KRÓTKIE ĆWICZENIE 1: Przepisz dokładnie fragment tekstu o stowarzyszeniu biegaczy, zaczynając od „Pasja i doświadczenie” i ciągnąc aż do „niejednego, ciekawego wydarzenia.”.

WYBRANY TEKST:
------------

Pasja i doświadczenie sprawiły więc, że z małej grupki spotykającej się pierwotnie w soboty wyrosło prężnie działające stowarzyszenie, które ma na swoim koncie organizację niejednego, ciekawego wydarzenia.

Artur Rychliński tłumaczy przewrotnie: „Chcemy zarażać zdrowiem. Zdrowym stylem życia. Tu dawno już przestało chodzić tylko o bieganie. Zwracamy uwagę na żywienie. Na to, co pijemy. Dzielimy się z innymi doświadczeniem, promujemy zdrowy styl życia, ruch, gimnastykę. W tej chwili nasza grupa liczy prawie 130 biegaczy, a na treningi przychodzi zawsze kilkadziesiąt osób: całe rodziny z dziećmi, emeryci, doświadczeni biegacze oraz amatorzy, osoby o świetnie wyrzeźbionym ciele czy takie, które borykają się z nadwagą. Nie ma ograniczeń. Każdy może zacząć biegać.” A Marcin Olechowski dodaje: „Dzięki takiemu zróżnicowaniu na treningach panuje niesamowita, niemalże rodzinna atmosfera. Ruszamy się razem i świetnie bawimy: a to sprzątamy las, a to pływamy kajakami.”

------------

KRÓTKIE ĆWICZENIE 2: Wybierz spośród wierszy poniżej wszystkie, które zawierają ciąg „mountain”, i przepisz je. Wielkość liter ma znaczenie.

------------

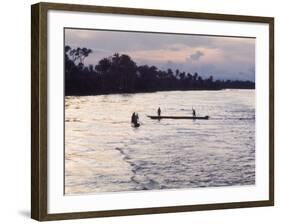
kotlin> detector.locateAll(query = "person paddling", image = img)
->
[157,107,161,117]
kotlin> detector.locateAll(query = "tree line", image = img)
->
[64,46,255,95]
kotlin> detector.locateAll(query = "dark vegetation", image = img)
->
[65,46,255,95]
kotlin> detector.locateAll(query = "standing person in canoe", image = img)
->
[157,107,161,117]
[192,107,196,117]
[131,112,136,123]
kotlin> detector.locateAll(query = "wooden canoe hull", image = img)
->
[146,115,210,120]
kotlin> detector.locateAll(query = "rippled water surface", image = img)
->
[65,90,255,194]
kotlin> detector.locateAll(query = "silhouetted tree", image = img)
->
[65,45,255,95]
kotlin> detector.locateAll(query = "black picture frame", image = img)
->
[31,3,274,221]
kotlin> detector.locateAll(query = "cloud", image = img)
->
[187,51,204,61]
[65,29,255,80]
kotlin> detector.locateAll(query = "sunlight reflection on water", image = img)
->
[65,90,255,194]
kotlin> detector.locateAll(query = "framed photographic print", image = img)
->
[31,3,274,221]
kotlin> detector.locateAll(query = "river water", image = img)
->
[65,90,255,194]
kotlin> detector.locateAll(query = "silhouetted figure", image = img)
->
[131,112,140,127]
[192,108,196,117]
[157,107,161,117]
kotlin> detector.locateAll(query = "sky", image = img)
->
[65,29,255,81]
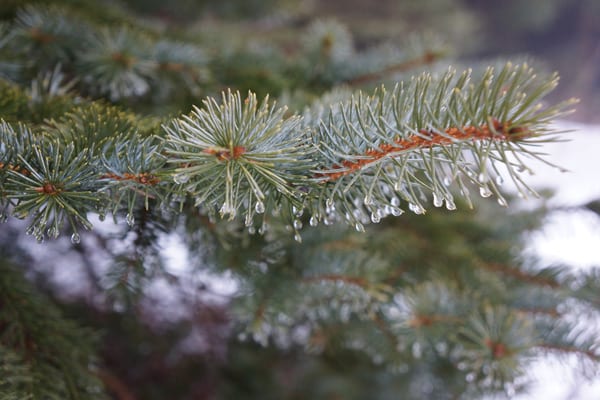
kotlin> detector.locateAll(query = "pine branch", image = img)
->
[0,262,104,400]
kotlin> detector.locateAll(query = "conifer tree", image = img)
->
[0,0,600,399]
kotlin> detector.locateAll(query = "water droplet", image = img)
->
[173,172,190,185]
[371,212,381,224]
[433,192,444,207]
[254,200,265,214]
[325,199,335,214]
[479,186,492,197]
[219,203,236,218]
[258,222,269,235]
[408,203,425,214]
[71,232,81,244]
[392,207,404,217]
[46,226,58,239]
[125,213,135,227]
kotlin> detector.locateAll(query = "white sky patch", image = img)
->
[506,121,600,400]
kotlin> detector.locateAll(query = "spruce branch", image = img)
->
[309,64,572,230]
[0,260,105,400]
[164,92,310,226]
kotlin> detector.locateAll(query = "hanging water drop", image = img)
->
[173,172,190,185]
[433,192,444,207]
[254,200,265,214]
[408,203,425,215]
[392,207,404,217]
[71,232,81,244]
[46,226,58,239]
[294,219,302,230]
[258,222,269,235]
[125,213,135,227]
[371,212,381,224]
[477,172,488,183]
[325,199,335,214]
[479,186,492,197]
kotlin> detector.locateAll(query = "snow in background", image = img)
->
[515,121,600,400]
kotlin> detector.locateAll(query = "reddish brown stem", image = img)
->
[315,119,531,182]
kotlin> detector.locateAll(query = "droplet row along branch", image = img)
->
[101,172,160,186]
[315,119,533,183]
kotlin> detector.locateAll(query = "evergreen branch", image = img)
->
[0,260,104,400]
[6,143,99,242]
[165,92,310,226]
[309,64,570,230]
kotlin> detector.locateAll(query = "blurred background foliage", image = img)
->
[0,0,600,400]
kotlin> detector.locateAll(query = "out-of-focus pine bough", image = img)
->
[0,2,600,399]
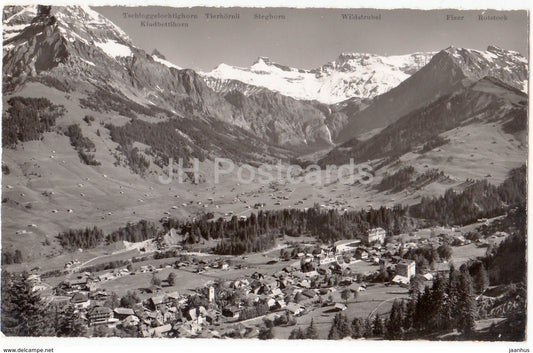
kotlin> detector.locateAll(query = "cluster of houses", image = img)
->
[28,224,478,337]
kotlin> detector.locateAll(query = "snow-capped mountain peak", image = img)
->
[202,53,434,104]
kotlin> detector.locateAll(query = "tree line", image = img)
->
[2,97,65,147]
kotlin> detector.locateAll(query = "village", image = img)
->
[22,219,506,338]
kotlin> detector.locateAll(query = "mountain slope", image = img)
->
[202,53,434,104]
[339,46,528,142]
[3,6,354,148]
[321,77,527,164]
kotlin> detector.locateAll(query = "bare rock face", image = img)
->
[3,6,340,147]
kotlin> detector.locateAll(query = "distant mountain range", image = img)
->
[3,6,528,157]
[202,53,435,104]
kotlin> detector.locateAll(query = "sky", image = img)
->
[93,6,529,71]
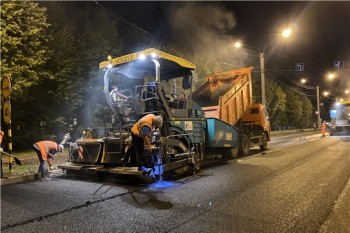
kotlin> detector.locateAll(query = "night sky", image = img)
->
[97,1,350,97]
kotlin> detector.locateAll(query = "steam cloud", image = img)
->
[170,2,242,58]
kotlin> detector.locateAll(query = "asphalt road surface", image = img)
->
[1,134,350,233]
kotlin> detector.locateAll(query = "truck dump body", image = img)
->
[193,67,253,125]
[193,67,271,155]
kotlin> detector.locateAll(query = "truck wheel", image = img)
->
[239,134,250,156]
[260,133,267,150]
[225,146,239,159]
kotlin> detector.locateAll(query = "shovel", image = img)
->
[0,151,22,166]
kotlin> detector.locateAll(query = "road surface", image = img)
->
[1,134,350,233]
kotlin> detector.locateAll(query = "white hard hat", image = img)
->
[58,144,64,152]
[153,116,163,128]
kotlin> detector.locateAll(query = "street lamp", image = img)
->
[235,28,292,107]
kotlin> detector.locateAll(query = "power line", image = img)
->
[92,0,152,38]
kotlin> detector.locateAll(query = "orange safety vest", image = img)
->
[131,114,155,137]
[35,141,58,160]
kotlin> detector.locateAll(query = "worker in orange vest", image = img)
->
[33,141,64,181]
[131,114,163,173]
[0,127,4,177]
[321,121,327,137]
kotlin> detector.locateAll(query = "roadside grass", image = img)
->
[1,150,68,176]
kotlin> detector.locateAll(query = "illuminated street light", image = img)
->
[234,28,292,107]
[328,74,335,80]
[282,28,292,38]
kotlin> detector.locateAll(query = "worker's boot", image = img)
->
[138,166,152,173]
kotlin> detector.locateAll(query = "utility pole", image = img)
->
[260,52,267,107]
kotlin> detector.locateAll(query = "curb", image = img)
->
[1,169,63,185]
[1,173,39,185]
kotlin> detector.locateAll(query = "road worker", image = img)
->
[321,121,327,137]
[0,127,4,177]
[33,141,64,181]
[131,114,163,173]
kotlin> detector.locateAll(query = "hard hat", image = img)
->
[58,144,64,152]
[153,116,163,128]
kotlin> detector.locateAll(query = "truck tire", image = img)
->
[225,146,239,159]
[260,133,267,150]
[239,134,250,156]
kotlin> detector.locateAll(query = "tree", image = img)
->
[0,1,50,97]
[0,1,52,146]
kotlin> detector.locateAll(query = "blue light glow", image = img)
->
[150,181,178,189]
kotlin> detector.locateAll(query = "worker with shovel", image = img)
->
[33,141,64,181]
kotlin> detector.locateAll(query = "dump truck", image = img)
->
[193,67,271,156]
[330,99,350,136]
[59,48,239,179]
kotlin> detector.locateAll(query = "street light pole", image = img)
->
[316,86,321,129]
[260,52,266,106]
[235,28,292,107]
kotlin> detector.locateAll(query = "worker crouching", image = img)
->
[33,141,64,181]
[131,114,163,173]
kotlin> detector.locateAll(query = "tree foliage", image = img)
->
[0,1,51,100]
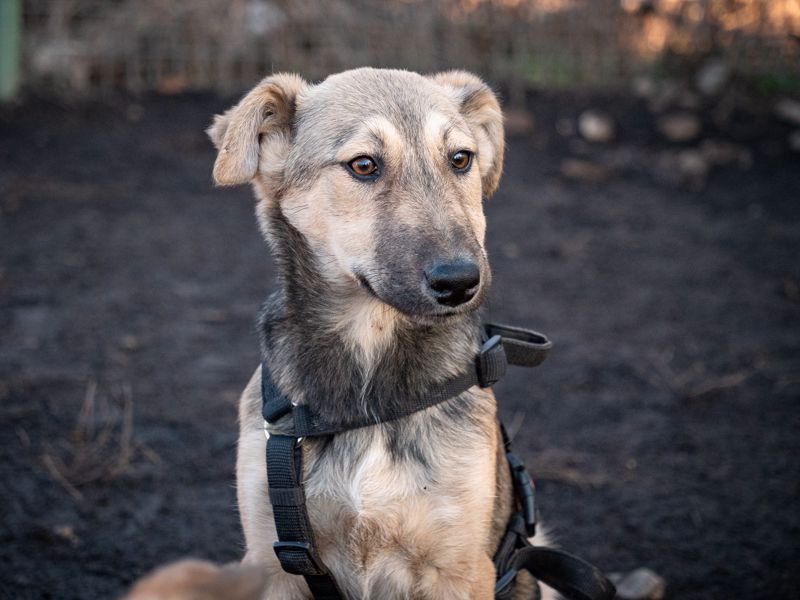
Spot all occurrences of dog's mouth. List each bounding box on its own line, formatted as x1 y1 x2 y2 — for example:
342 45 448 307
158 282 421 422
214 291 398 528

------------

WYNIK KOŃCOWY 1:
Pasja i doświadczenie sprawiły więc, że z małej grupki spotykającej się pierwotnie w soboty wyrosło prężnie działające stowarzyszenie, które ma na swoim koncie organizację niejednego, ciekawego wydarzenia.

WYNIK KOŃCOWY 2:
kotlin> detector.locateAll(query = "snow-capped mountain peak", image = img)
kotlin> detector.locateAll(query = "mountain slope", image = img)
kotlin> detector.locateAll(query = "distant mountain range", image = img)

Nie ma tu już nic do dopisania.